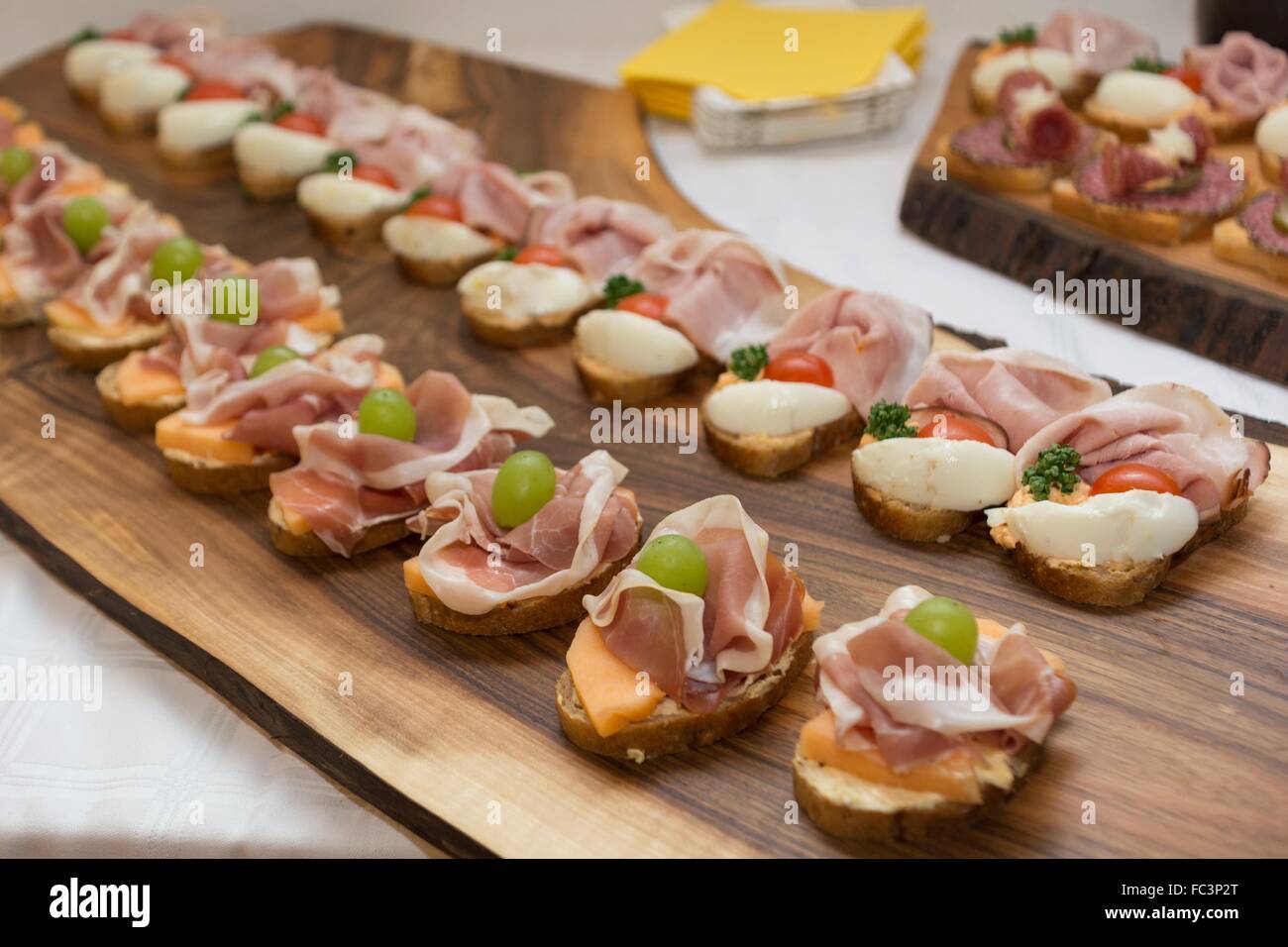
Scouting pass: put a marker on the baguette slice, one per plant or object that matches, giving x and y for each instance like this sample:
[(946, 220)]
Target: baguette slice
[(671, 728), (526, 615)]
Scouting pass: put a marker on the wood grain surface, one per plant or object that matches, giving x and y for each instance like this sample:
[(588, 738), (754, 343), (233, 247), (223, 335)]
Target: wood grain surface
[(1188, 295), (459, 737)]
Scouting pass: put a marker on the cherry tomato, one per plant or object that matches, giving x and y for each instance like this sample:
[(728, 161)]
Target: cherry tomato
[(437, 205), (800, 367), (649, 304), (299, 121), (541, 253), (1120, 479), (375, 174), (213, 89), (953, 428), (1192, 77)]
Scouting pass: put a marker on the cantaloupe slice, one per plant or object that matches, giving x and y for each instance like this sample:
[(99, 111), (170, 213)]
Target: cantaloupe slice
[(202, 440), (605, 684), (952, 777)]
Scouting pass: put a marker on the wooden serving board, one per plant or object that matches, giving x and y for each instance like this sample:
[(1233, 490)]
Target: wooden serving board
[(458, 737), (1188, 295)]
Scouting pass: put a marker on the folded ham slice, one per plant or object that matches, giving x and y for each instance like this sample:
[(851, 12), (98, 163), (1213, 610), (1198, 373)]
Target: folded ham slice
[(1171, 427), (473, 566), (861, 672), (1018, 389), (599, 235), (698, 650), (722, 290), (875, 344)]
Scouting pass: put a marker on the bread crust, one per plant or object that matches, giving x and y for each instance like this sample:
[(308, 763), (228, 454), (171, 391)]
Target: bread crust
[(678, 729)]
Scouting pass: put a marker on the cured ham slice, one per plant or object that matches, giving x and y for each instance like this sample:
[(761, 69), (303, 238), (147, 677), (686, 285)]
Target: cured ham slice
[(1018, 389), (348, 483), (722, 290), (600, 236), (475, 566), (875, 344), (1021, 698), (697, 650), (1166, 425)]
* * * * *
→ **Given instruction**
Can you render every line of the records above as a Markdown table with two columns, Row and Record line, numbering the rows and skipping blank lines? Leave the pictures out.

→ **Solution**
| Row | Record line |
|---|---|
| 1 | Scouting pass: put a marker on the baguette slice, one per plant or object that matches, giving x and y for each instance like this sample: |
| 2 | [(946, 220)] |
| 3 | Target: baguette slice |
| 4 | [(671, 728), (526, 615)] |
| 5 | Scouting pass: put a marker on the wood grain surface, one per plant or object that matches, giving x and y for each instance like this sample: |
| 6 | [(588, 738), (754, 343), (233, 247), (223, 335)] |
| 7 | Target: wood grain surface |
| 8 | [(1188, 295), (459, 737)] |
| 9 | Scouting pass: put a marker on the cherry tomato, one per plant or object that matches, giving x and y for each instance like this sample: |
| 10 | [(728, 161)] |
| 11 | Target: cherry tomato |
| 12 | [(437, 205), (800, 367), (649, 304), (299, 121), (541, 253), (1120, 479), (375, 174), (213, 89), (953, 428), (1192, 77)] |
| 13 | Scouting pass: put a marker on the cantaloupe slice, one per plant or object that matches, giving x and y for each instance like this sample: |
| 14 | [(99, 111), (170, 213)] |
| 15 | Target: cantaloupe slice |
| 16 | [(202, 440), (605, 684), (952, 777)] |
| 17 | Scouting pass: put a marker on the wooden serving board, one per plant or object that matches, giving x and y for each instance like this sample: |
| 18 | [(1233, 490)] |
| 19 | Target: wooden serving board |
| 20 | [(458, 737), (1188, 295)] |
| 21 | Scouting pass: put a marker on the folded ham slice, one per plant or object that matches, giving x and y for each instance like this sample: |
| 22 | [(851, 12), (98, 163), (1213, 610), (1198, 373)] |
| 23 | Target: folded ham slice |
| 24 | [(1171, 427), (473, 566), (861, 672), (1018, 389), (599, 235), (698, 650), (722, 290), (875, 344)] |
| 25 | Scouting pass: put a marker on the bread crust, one per plant or object that matches, giving x and y for each instance like this sample: |
| 26 | [(308, 763), (228, 454), (171, 391)] |
| 27 | Target: bread crust |
| 28 | [(678, 729)] |
| 29 | Scouting pass: put a marker on the cured ham slice, one per plant or object that matches, giving x and y for each instance like this sample: |
| 30 | [(761, 69), (303, 238), (147, 677), (686, 285)] |
| 31 | Target: cured ham slice |
| 32 | [(1018, 389), (348, 483), (722, 290), (600, 236), (475, 566), (875, 344), (1021, 698), (697, 650), (1166, 425)] |